* Task instructions: Scan the records for the line containing "point: black eyeglass"; extract it and all later lines, verbatim, through the end, and nothing before it.

[Stored data]
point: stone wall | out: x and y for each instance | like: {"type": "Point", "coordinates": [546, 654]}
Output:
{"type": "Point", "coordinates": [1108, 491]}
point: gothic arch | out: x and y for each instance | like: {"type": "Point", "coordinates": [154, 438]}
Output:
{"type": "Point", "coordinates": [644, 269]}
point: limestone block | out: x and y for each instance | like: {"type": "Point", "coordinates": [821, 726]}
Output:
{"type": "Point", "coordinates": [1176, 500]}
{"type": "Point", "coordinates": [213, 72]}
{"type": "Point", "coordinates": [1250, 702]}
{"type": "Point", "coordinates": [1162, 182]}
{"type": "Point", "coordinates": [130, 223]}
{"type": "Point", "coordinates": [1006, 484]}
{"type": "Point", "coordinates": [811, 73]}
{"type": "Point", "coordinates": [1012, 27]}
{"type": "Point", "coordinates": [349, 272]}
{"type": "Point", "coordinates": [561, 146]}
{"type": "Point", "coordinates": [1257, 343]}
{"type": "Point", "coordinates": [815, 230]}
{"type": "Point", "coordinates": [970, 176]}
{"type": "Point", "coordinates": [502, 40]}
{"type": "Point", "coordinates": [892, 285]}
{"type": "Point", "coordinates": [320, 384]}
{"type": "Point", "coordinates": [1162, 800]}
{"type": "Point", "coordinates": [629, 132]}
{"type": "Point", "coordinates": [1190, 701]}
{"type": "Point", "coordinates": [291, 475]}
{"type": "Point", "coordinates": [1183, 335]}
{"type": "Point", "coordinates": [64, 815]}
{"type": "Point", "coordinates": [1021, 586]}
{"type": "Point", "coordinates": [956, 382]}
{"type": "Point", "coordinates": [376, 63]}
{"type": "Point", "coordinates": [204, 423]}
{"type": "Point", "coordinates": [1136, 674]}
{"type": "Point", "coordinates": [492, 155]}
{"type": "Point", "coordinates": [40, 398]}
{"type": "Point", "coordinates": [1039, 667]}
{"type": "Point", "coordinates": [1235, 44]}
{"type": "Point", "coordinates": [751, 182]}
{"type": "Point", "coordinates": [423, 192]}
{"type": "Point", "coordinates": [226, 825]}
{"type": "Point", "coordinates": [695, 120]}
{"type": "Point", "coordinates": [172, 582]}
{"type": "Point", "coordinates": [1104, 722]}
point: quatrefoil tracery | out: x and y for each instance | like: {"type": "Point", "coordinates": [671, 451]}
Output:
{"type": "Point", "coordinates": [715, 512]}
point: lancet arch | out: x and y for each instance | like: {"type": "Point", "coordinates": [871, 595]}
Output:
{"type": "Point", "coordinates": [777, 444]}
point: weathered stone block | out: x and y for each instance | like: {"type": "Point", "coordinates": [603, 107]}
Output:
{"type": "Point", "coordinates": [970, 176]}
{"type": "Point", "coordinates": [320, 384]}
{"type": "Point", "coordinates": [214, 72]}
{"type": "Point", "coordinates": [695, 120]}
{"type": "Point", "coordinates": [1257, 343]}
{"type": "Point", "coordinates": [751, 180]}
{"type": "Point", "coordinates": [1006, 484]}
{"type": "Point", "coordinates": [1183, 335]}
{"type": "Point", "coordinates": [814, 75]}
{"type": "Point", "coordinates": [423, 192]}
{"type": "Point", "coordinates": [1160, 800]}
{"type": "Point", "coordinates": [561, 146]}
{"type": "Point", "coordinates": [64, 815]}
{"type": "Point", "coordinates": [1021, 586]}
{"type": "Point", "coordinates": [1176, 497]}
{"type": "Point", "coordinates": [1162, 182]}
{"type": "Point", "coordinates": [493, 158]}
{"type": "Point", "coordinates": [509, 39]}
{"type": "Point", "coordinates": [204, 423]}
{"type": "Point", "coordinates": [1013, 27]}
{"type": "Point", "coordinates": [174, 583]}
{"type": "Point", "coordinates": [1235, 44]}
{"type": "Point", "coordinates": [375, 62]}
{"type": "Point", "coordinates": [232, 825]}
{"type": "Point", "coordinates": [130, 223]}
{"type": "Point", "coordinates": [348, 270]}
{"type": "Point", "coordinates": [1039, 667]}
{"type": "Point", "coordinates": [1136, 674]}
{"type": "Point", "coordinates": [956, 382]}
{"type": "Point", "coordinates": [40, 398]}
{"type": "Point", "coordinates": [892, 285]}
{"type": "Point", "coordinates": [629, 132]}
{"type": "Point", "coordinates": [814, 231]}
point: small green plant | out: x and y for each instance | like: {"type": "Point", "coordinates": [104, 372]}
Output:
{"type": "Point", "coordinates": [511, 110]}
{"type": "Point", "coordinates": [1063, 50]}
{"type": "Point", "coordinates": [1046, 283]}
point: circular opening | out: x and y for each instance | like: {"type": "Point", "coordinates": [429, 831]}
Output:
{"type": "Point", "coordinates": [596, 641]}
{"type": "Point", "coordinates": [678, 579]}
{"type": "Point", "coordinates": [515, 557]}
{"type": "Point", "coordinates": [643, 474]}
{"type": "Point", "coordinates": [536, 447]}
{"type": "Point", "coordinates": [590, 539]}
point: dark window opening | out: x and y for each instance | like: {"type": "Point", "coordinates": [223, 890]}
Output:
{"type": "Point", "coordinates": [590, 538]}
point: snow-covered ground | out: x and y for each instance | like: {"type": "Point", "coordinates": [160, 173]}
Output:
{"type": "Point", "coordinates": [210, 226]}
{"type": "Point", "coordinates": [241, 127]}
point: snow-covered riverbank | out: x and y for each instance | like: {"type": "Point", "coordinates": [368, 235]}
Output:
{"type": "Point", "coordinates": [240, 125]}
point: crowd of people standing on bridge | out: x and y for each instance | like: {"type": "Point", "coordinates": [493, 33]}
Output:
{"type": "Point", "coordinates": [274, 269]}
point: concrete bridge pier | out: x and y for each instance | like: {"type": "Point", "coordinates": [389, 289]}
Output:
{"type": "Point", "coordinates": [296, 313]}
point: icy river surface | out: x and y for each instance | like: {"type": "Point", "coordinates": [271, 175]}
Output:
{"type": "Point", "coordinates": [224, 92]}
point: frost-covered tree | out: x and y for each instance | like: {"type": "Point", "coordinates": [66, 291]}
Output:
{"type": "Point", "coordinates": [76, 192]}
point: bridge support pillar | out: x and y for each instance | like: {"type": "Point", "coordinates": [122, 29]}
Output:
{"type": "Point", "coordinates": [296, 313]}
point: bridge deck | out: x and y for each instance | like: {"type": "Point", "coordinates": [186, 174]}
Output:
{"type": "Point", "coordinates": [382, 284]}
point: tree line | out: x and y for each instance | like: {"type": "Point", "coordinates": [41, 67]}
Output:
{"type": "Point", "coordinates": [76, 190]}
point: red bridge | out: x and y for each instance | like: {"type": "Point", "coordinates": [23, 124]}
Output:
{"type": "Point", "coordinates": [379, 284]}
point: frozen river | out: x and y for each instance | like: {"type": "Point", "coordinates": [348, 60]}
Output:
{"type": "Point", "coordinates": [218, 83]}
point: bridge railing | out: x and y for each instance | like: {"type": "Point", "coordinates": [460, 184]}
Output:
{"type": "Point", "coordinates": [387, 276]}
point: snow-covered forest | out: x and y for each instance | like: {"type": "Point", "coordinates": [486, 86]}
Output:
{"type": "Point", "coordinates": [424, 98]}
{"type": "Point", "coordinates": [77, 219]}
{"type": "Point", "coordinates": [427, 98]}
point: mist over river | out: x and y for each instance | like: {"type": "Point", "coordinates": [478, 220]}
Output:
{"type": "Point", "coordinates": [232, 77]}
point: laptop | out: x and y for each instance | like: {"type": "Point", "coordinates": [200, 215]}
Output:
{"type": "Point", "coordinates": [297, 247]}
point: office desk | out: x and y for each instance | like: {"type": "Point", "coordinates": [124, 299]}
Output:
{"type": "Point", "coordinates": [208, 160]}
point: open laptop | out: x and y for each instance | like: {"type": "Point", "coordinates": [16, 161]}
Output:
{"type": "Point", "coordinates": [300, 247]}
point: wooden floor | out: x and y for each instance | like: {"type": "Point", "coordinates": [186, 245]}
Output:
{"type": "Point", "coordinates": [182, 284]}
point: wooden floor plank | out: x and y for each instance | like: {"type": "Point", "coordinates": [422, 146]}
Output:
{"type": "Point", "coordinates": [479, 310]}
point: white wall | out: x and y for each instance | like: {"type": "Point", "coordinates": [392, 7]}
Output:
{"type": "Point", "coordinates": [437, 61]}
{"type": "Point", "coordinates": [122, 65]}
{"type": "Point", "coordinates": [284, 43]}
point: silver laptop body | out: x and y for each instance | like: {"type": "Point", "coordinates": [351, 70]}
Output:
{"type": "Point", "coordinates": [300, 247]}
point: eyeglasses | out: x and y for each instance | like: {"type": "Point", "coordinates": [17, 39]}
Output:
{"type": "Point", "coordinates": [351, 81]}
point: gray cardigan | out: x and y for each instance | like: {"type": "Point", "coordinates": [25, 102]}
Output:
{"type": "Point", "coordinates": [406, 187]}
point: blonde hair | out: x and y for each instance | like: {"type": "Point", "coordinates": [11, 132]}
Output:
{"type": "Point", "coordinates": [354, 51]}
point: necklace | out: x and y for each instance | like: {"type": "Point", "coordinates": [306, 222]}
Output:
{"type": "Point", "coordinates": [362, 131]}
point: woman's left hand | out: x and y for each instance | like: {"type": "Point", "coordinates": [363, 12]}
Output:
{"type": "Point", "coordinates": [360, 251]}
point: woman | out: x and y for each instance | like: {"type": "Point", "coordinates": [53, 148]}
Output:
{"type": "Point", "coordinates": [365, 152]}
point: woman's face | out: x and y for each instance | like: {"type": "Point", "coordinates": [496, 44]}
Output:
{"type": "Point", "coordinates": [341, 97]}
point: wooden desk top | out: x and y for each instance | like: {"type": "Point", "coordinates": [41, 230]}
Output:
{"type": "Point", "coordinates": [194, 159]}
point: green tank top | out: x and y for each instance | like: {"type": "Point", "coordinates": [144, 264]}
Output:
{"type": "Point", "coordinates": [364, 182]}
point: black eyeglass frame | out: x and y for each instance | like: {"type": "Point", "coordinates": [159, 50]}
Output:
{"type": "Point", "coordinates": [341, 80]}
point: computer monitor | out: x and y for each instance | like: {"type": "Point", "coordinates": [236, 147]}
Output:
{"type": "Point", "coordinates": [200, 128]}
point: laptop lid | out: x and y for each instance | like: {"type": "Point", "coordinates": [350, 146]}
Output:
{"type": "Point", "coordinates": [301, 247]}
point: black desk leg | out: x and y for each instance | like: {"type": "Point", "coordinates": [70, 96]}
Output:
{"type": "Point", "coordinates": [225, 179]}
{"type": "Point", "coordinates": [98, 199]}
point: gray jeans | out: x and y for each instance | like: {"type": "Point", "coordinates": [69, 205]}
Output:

* Written response:
point: black eyeglass frame | out: x and y for each instance | like: {"type": "Point", "coordinates": [159, 50]}
Output:
{"type": "Point", "coordinates": [341, 80]}
point: computer monitor | out: x and y for each instance | like: {"type": "Point", "coordinates": [236, 147]}
Output:
{"type": "Point", "coordinates": [200, 128]}
point: laptop lid | out: x and y for each instance | like: {"type": "Point", "coordinates": [350, 146]}
Output:
{"type": "Point", "coordinates": [301, 247]}
point: black desk leg | out: x and y for each instance | like: {"type": "Point", "coordinates": [70, 96]}
Output:
{"type": "Point", "coordinates": [225, 179]}
{"type": "Point", "coordinates": [98, 199]}
point: gray jeans | out: x and y for each instance | like: {"type": "Point", "coordinates": [69, 205]}
Output:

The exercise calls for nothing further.